Estamos no dia do Senhor, o Domingo, mas dada a circunstância particular a liturgia da Palavra propôs-nos leituras próprias das celebrações dedicadas à Bem-Aventurada Virgem. Trata-se, em particular, dos textos previstos para a festa da Natividade de Maria, que há séculos foi estabelecida a 8 de Setembro, data em que em Jerusalém foi consagrada a basílica construída em cima da casa de Santa Ana, mãe de Nossa Senhora. São leituras que de facto contêm sempre a referência ao mistério do nascimento. Antes de tudo, na primeira leitura, o oráculo maravilhoso do profeta Miqueias sobre Belém, no qual se anuncia o nascimento do Messias. Ele, diz-nos o oráculo, será descendente do rei David, betlemita como Ele, mas a sua figura excederá os limites do humano: "as suas origens" diz "são da antiguidade", perdem-se nos tempos mais distantes, ultrapassam o eterno; a sua grandeza chegará "até aos extremos confins da terra" e tais serão também os confins da paz (cf.
Mi 5,1-4). O advento deste "Ungido do Senhor", que marcará o início da libertação do povo, é definido pelo profeta com uma expressão enigmática: "quando aquela que deverá dar à luz, der à luz" (Mi 5,2).Assim, a liturgia que é escola privilegiada da fé nos ensina a reconhecer no nascimento de Maria uma ligação directa com a do Messias, Filho de David.

O Evangelho, uma página do apóstolo Mateus, propos-nos precisamente a narração do nascimento de Jesus. Mas o Evangelista fá-lo preceder da exposição da genealogia, que ele coloca no início do seu Evangelho como um prólogo. Também aqui o papel de Maria na história da salvação sobressai em toda a sua evidência: o ser de Maria é totalmente relativo a Cristo, em particular à sua encarnação. "Jacob gerou a José, esposo de Maria, da qual nasceu Jesus, que se chama Cristo" (Mt 1,16). Torna-se evidente a descontinuidade que existe no esquema da genealogia: não se lê "gerou", mas "Maria, da qual nasceu Jesus, chamado Cristo". Precisamente nisto se capta a beleza do desígnio de Deus, que respeitando o humano o fecunda a partir de dentro, fazendo desabrochar da humilde Virgem de Nazaré o fruto mais bonito da sua obra criadora e redentora. O Evangelista coloca depois na cena a figura de José, o seu drama interior, a sua fé robusta e a sua exemplar rectidão. Por detrás dos seus pensamentos e das suas deliberações há o amor a Deus e a vontade firme de lhe obedecer. Mas como não sentir que a perturbação e depois a oração e a decisão de José são movidos, ao mesmo tempo, pela estima e pelo amor à sua esposa prometida? A beleza de Deus e a de Maria são, no coração de José, inseparáveis; ele sabe que entre elas não pode haver contradição; procura em Deus a resposta e encontra-a na luz da Palavra e do Espírito Santo: "Eis que conceberá e dará à luz um filho; e chama-l'O-ão Emmanuel, que quer dizer: Deus connosco" (Mt 1,23 cf. Is 7,14).

----

Tarefas =
1) Segundo o texto sobre a Natividade de Maria, em cima da casa de quem foi construída a basílica consagrada em Jerusalém?
2) Altera o trecho do texto sobre a Natividade de Maria que vai de "Mi 5,1-4). O" até "Filho de David.", pondo "povo eleito" no lugar de "povo".
3) Prossegue o texto sobre a Natividade de Maria a partir da última frase apresentada.

----

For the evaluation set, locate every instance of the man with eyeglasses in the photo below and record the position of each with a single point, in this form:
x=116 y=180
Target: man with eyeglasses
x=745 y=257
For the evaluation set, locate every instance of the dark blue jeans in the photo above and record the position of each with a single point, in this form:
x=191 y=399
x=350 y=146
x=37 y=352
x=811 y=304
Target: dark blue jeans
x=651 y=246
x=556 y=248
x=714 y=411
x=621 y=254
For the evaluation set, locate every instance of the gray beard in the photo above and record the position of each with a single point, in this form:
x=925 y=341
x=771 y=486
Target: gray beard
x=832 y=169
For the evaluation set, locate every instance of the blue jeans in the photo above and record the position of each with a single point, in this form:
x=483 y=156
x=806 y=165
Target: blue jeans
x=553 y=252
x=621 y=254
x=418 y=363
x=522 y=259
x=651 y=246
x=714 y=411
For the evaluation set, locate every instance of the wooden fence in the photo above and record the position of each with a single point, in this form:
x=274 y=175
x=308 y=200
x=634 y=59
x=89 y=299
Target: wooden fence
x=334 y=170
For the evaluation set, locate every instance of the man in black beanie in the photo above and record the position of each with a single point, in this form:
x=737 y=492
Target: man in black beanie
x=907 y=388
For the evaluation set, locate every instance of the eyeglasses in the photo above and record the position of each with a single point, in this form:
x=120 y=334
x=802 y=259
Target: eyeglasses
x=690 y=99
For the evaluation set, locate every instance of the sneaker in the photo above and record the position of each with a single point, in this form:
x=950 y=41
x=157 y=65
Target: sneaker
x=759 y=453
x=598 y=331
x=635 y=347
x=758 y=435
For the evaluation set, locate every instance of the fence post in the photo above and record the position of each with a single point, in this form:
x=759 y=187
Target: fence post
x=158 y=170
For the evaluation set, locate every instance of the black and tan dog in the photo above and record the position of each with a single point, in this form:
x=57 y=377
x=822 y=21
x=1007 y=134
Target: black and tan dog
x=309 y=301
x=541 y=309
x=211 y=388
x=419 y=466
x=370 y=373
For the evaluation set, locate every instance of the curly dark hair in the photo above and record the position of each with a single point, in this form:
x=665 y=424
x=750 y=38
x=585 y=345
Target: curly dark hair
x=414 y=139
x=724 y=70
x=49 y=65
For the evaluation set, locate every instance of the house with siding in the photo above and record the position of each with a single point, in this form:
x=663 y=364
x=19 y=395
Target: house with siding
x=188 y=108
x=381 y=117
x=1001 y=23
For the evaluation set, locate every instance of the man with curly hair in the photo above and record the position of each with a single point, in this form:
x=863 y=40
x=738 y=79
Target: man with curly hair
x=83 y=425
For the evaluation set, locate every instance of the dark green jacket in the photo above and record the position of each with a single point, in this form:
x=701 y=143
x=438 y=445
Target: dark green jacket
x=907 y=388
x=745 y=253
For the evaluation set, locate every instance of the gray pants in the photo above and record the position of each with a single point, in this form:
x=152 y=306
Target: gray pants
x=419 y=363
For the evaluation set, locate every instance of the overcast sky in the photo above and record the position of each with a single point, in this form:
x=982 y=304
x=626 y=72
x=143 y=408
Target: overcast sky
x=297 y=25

----

Respostas =
1) Da casa de Santa Ana, mãe de Nossa Senhora.

2)
Mi 5,1-4). O advento deste "Ungido do Senhor", que marcará o início da libertação do povo eleito, é definido pelo profeta com uma expressão enigmática: "quando aquela que deverá dar à luz, der à luz" (Mi 5,2).Assim, a liturgia que é escola privilegiada da fé nos ensina a reconhecer no nascimento de Maria uma ligação directa com a do Messias, Filho de David.

3)
Assim podemos, mais uma vez, contemplar o lugar que Maria ocupa no desígnio salvífico de Deus, aquele "desígnio" que reencontramos na segunda leitura, tirada da Carta aos Romanos. Aqui o apóstolo Paulo expressa em dois versículos de singular densidade a síntese do que é a existência humana sob o ponto de vista meta-histórico: uma parábola de salvação que parte de Deus e a Ele chega de novo: uma parábola totalmente movida e governada pelo seu amor. Trata-se de um desígnio salvífico totalmente permeado pela liberdade divina, que contudo espera uma contribuição fundamental da liberdade humana: a correspondência da criatura ao amor do Criador. E é aqui, neste espaço da liberdade humana, que percebemos a presença da Virgem Maria, sem que ela seja explicitamente nomeada: de facto ela é, em Cristo, primícia e modelo dos "que amam a Deus" (Rm 8,28). Na predestinação de Jesus está inscrita a predestinação de Maria, assim como a de cada pessoa humana. O "eis-me" do Filho encontra o "eis-me" da Mãe (cf. He 10,6), assim como o "eis-me" de todos os filhos adoptivos no Filho, precisamente de todos nós.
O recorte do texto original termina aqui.